Extracted records:
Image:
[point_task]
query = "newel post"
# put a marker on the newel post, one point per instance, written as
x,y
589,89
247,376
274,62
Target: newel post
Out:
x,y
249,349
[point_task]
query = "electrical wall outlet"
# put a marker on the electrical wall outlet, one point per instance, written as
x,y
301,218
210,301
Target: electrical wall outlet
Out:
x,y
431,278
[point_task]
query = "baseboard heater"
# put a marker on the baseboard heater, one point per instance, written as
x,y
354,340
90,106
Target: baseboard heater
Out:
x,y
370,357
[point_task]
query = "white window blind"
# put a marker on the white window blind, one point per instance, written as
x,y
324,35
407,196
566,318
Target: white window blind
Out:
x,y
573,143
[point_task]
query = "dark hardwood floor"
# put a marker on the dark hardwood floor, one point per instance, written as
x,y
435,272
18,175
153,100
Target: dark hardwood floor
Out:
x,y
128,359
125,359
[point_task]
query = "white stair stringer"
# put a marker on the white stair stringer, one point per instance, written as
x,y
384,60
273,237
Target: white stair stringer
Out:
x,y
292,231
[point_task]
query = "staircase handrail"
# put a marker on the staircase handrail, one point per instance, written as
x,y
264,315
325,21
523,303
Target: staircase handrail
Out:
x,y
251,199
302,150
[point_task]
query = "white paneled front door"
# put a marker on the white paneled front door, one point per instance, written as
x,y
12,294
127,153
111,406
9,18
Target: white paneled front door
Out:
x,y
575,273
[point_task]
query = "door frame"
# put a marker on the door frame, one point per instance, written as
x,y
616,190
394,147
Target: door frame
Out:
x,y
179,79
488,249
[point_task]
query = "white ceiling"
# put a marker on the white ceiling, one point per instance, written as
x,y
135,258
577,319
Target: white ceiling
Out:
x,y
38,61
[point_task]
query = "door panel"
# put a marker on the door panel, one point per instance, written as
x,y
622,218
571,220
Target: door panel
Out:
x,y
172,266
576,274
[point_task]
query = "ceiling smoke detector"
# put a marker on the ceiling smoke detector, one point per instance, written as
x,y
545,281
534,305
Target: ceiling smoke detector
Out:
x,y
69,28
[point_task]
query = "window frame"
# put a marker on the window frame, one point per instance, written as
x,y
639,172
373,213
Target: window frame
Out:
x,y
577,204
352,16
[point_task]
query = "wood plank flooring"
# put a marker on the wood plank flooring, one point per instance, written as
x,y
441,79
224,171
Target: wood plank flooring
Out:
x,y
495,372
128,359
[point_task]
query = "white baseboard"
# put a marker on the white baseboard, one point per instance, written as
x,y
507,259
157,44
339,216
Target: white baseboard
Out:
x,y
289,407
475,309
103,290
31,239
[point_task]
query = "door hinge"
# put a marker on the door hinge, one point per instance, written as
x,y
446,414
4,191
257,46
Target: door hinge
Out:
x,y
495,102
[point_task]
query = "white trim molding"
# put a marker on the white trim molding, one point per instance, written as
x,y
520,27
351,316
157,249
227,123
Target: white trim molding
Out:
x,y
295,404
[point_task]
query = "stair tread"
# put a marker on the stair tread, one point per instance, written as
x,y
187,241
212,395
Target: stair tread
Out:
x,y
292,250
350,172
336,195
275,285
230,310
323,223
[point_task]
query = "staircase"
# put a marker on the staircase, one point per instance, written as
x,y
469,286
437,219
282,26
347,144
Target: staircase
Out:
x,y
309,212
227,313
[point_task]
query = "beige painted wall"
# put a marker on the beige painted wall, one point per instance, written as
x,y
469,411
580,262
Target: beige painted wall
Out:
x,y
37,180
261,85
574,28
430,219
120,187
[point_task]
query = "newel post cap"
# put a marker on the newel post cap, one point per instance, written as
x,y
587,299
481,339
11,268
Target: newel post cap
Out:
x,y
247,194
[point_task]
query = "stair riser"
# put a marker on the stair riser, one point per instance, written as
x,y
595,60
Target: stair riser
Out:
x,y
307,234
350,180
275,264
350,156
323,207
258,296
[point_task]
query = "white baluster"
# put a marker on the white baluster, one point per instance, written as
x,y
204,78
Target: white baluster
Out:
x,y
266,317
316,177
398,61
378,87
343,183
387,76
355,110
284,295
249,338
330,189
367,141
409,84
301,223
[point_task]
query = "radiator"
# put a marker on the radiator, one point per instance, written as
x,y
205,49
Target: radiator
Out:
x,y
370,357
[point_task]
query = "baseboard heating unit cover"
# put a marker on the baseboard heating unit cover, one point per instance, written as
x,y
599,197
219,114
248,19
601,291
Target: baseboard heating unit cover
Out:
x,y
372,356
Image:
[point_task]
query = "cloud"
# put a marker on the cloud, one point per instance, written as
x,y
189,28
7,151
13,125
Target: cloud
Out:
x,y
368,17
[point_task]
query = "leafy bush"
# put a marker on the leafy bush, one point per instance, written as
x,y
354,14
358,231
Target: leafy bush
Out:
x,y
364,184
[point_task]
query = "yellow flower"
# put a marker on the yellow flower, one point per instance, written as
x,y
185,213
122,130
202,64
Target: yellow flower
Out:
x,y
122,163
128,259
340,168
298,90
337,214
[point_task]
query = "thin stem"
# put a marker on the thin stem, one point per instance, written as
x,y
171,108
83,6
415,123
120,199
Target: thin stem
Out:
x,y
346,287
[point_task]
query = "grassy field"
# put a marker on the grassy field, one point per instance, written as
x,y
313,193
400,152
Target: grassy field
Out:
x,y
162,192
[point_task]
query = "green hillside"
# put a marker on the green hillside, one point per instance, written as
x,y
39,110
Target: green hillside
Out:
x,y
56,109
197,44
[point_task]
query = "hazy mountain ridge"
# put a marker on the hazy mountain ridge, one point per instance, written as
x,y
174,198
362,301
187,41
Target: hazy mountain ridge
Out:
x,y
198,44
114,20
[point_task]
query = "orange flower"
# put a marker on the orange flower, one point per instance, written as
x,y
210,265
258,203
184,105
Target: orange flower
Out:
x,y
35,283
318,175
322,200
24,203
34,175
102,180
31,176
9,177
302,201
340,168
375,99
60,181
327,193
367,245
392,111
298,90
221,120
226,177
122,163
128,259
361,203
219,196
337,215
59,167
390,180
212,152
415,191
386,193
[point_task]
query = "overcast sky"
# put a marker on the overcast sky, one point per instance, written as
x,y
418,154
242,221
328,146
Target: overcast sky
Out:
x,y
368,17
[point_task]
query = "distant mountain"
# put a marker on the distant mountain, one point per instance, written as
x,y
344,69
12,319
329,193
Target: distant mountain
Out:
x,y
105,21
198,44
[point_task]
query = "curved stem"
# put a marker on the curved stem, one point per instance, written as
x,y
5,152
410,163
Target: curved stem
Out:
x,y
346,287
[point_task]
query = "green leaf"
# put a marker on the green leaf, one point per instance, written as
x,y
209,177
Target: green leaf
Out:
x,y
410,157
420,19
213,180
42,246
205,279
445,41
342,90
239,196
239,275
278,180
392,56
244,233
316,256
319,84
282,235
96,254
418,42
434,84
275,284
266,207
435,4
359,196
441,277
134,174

> The exercise
Which lines of the records above contain the word "smoke"? Copy each of them in full.

> Correct response
query = "ceiling smoke detector"
# put a marker on the ceiling smoke detector, one point per instance, written as
Target: ceiling smoke detector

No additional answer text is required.